▶ [Excerpts from a detection dataset]
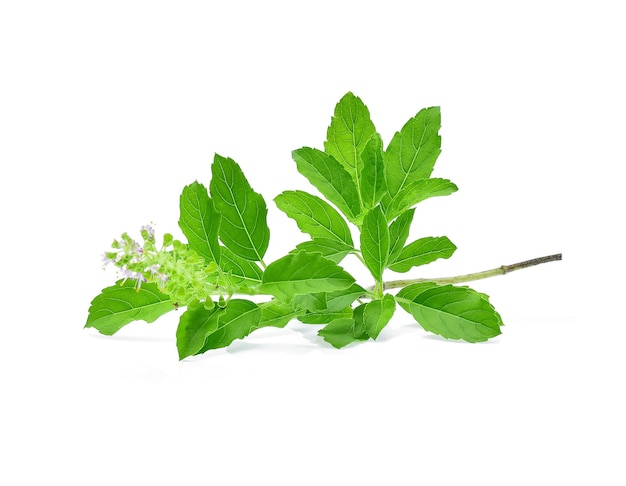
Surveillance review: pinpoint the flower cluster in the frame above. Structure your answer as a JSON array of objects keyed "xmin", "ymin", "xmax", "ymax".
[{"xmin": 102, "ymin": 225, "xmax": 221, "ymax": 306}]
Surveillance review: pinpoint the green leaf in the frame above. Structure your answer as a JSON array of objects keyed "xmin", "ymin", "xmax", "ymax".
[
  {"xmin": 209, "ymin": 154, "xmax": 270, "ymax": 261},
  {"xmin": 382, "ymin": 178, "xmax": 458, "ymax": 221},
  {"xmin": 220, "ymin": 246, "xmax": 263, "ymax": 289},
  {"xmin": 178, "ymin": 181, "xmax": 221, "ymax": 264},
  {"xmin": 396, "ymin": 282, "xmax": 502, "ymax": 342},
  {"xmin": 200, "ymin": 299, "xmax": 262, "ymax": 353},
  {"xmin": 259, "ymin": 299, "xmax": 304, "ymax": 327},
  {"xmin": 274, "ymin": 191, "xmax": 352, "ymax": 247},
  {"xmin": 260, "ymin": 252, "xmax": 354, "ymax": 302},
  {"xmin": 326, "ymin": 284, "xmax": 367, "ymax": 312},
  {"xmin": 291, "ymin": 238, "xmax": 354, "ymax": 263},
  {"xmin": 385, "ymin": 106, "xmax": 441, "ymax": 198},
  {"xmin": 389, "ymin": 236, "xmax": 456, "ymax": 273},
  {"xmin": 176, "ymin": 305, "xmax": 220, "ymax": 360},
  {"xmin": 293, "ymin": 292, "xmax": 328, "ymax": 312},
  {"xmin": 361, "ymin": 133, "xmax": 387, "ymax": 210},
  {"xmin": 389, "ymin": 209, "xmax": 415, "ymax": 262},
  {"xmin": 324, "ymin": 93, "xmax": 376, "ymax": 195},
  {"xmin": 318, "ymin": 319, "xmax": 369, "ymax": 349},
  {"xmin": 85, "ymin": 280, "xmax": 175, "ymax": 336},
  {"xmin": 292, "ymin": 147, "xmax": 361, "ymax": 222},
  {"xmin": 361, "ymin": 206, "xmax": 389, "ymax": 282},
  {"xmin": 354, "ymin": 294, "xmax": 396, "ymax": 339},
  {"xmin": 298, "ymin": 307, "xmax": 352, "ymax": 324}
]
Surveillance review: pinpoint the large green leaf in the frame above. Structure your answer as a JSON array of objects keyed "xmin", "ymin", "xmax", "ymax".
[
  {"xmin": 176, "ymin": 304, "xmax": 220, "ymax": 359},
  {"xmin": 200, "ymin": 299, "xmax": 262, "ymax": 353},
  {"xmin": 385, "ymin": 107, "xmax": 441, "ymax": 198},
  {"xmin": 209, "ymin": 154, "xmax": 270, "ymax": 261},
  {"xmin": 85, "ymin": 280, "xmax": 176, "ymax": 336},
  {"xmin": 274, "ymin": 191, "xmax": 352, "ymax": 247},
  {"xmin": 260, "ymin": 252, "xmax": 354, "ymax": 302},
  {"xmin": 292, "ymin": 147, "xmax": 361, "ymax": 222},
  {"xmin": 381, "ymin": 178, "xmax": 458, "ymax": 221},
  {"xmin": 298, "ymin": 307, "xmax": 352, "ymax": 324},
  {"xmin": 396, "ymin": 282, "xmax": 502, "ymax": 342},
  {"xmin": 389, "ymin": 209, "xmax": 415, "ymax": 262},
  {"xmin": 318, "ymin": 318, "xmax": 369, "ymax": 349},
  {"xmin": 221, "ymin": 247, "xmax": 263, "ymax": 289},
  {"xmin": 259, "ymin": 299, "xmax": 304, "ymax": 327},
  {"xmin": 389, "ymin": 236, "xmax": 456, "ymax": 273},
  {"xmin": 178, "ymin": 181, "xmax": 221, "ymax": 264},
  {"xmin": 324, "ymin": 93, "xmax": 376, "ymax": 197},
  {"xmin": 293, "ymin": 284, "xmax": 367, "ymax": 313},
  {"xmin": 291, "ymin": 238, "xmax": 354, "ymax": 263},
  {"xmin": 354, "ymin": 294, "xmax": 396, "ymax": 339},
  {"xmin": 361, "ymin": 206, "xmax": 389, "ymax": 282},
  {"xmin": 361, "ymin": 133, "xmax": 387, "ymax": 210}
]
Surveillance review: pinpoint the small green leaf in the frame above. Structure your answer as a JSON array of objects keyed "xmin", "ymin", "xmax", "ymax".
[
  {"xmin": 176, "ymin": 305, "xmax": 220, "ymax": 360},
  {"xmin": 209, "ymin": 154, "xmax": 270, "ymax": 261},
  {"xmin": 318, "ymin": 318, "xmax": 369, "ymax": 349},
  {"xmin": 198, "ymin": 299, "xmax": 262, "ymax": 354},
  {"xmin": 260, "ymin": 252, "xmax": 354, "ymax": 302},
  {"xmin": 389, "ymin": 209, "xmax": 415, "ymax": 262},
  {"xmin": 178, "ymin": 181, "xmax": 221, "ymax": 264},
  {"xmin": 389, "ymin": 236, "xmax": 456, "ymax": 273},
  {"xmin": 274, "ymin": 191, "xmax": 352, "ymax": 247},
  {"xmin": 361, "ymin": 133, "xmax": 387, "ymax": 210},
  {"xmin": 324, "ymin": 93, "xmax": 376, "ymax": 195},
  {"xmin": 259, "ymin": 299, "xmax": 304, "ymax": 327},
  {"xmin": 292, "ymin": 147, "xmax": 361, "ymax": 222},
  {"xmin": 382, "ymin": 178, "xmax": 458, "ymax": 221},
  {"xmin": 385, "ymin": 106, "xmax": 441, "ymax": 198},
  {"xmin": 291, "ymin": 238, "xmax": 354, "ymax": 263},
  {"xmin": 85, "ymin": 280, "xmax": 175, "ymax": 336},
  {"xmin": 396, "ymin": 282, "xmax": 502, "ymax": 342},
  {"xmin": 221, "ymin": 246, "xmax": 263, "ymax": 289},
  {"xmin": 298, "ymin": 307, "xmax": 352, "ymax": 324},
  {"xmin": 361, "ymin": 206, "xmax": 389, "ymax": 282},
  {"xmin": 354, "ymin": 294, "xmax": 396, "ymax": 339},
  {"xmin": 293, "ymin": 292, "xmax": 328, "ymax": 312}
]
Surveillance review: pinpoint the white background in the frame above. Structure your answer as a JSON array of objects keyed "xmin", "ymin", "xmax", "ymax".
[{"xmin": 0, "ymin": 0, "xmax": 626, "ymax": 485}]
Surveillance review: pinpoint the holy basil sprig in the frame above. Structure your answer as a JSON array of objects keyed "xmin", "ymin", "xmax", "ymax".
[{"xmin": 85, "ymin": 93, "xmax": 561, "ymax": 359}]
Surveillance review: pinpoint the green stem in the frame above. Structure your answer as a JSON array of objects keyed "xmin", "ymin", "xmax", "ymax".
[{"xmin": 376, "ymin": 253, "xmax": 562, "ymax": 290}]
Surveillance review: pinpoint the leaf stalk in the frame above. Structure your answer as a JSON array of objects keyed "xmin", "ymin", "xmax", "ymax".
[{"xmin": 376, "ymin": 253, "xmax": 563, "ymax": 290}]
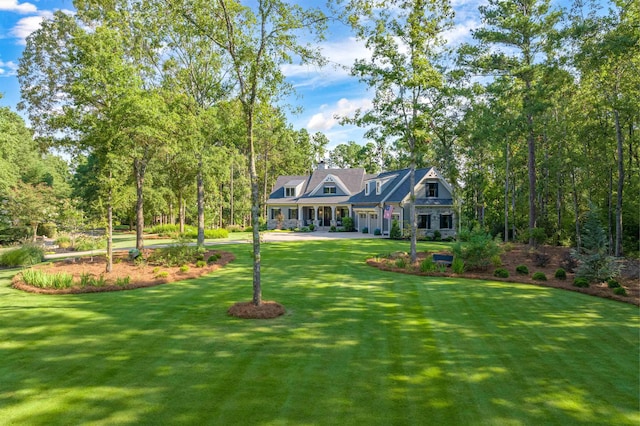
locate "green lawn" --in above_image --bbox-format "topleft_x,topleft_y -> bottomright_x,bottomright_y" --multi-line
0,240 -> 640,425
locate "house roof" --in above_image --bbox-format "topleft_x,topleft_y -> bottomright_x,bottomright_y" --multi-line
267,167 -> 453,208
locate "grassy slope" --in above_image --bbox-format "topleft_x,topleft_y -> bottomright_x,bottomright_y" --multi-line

...

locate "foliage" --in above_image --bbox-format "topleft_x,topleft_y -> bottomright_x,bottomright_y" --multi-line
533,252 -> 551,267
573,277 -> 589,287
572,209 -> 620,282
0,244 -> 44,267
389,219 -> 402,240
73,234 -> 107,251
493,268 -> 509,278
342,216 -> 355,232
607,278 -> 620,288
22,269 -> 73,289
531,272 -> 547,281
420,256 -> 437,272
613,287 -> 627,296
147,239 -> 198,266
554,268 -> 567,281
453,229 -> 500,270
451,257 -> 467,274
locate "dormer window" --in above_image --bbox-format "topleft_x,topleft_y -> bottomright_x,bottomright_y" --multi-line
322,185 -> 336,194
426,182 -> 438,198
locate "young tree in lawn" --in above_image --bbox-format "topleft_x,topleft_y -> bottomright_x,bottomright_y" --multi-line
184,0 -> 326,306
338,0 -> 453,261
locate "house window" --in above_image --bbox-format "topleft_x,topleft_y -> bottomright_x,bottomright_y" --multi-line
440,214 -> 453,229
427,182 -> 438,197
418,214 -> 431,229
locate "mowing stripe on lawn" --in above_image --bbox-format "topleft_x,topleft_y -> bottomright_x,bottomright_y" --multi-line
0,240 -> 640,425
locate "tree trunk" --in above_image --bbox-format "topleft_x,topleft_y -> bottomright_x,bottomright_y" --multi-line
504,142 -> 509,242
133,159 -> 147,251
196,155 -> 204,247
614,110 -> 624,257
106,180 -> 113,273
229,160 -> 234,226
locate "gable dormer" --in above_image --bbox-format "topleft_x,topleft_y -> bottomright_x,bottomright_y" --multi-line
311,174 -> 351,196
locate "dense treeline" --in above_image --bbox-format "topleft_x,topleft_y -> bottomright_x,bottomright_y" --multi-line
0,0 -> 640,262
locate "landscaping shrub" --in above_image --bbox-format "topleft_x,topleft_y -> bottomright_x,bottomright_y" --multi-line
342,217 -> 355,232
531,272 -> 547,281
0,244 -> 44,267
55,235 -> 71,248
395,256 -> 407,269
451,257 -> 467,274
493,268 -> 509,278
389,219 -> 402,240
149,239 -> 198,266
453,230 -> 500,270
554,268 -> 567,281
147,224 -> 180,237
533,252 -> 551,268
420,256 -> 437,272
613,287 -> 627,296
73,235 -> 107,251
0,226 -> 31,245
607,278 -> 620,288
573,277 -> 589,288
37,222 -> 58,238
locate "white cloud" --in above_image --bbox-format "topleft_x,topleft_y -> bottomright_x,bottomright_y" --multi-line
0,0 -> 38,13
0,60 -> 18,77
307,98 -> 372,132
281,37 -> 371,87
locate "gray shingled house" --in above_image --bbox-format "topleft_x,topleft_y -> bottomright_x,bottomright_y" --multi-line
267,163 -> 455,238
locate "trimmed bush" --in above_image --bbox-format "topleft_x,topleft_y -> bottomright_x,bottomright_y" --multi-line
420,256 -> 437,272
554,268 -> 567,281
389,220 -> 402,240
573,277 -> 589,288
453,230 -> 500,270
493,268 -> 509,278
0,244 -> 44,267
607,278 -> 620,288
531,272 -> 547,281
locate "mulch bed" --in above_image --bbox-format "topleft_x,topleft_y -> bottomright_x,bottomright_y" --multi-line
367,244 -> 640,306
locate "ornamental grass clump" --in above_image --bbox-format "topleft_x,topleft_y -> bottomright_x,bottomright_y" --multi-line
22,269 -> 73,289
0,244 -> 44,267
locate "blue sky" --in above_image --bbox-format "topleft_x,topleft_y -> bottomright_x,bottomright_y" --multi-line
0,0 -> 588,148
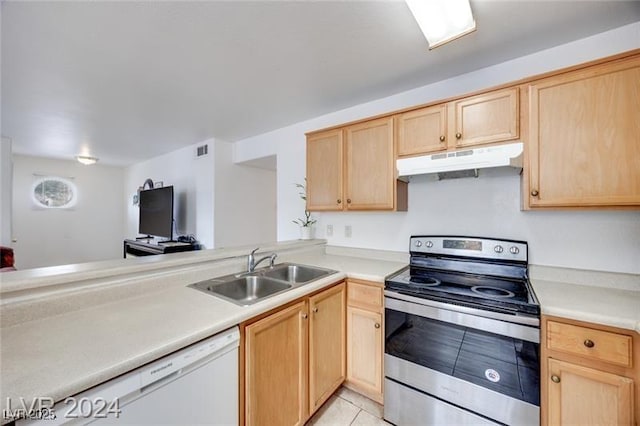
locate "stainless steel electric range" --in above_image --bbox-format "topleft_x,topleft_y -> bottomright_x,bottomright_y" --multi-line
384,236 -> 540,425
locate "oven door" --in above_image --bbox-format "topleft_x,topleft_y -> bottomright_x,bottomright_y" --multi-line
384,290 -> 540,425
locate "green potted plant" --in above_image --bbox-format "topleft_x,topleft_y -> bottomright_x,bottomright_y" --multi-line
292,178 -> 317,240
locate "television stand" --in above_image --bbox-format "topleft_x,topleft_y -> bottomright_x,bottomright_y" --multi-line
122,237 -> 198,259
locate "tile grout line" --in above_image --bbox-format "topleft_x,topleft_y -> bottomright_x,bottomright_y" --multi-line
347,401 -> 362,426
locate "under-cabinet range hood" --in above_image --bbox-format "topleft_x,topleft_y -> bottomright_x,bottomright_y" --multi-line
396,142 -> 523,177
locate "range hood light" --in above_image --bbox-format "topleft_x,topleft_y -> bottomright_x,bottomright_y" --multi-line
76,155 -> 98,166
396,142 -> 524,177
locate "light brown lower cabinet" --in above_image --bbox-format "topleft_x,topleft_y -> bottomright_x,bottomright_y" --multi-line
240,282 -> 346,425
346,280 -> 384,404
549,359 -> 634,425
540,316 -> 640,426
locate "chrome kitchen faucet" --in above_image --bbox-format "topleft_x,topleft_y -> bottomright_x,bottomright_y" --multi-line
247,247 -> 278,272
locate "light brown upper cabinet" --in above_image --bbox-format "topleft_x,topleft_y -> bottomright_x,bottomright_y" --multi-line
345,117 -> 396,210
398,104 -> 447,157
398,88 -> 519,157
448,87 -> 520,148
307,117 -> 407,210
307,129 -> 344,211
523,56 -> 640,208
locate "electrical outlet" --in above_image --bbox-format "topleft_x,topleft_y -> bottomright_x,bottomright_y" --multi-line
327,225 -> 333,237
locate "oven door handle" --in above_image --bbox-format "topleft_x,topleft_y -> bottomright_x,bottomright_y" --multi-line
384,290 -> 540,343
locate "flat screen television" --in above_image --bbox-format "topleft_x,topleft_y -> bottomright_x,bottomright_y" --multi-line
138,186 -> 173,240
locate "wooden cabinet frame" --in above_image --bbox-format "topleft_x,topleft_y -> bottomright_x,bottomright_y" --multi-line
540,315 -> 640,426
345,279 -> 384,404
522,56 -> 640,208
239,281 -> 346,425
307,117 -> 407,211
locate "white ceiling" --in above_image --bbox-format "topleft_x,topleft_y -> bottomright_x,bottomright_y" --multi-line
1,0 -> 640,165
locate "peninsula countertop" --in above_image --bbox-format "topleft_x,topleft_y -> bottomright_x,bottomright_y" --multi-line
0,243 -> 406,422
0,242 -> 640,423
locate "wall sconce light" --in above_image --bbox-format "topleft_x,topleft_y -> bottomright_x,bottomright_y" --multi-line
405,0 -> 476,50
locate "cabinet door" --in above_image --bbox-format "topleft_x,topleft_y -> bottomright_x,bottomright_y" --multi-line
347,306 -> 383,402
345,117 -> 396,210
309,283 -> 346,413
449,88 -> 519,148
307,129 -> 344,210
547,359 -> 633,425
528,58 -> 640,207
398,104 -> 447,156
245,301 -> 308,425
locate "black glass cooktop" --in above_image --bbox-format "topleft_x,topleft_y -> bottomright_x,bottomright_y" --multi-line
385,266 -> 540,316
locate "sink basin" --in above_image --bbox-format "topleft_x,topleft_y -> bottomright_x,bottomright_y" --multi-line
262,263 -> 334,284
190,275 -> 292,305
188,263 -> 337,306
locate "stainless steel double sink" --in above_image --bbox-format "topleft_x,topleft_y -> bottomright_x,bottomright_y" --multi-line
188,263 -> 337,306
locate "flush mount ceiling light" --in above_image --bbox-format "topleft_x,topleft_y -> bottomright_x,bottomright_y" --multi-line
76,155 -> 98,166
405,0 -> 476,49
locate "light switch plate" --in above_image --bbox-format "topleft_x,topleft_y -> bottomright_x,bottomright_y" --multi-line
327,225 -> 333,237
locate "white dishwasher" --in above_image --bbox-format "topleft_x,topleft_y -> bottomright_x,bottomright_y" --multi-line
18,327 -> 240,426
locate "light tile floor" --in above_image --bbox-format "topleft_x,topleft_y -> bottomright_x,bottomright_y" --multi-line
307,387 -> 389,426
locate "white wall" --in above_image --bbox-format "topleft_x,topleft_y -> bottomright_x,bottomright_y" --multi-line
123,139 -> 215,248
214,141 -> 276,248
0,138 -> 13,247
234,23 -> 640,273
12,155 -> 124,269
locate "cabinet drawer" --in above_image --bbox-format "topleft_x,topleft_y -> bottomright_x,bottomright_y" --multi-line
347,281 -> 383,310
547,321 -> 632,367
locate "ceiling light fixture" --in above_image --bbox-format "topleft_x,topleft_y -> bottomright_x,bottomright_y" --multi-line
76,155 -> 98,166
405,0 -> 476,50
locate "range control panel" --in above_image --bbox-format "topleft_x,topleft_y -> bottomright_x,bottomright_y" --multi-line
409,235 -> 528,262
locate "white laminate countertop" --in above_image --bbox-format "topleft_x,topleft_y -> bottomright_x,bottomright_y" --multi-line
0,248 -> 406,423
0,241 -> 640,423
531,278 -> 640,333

▶ [YOUR TASK]
Please show each line of the data above that contains the string "dormer", copying every such line in full.

▶ [WRITTEN SOLUTION]
locate "dormer window" --in above_image --bbox-format "topleft_x,topleft_y -> bottomright_x,bottomright_y" --multi-line
locate "gable dormer" --in above_image --bbox-format "topleft_x,topleft_y -> bottomright_x,bottomright_y" --multi-line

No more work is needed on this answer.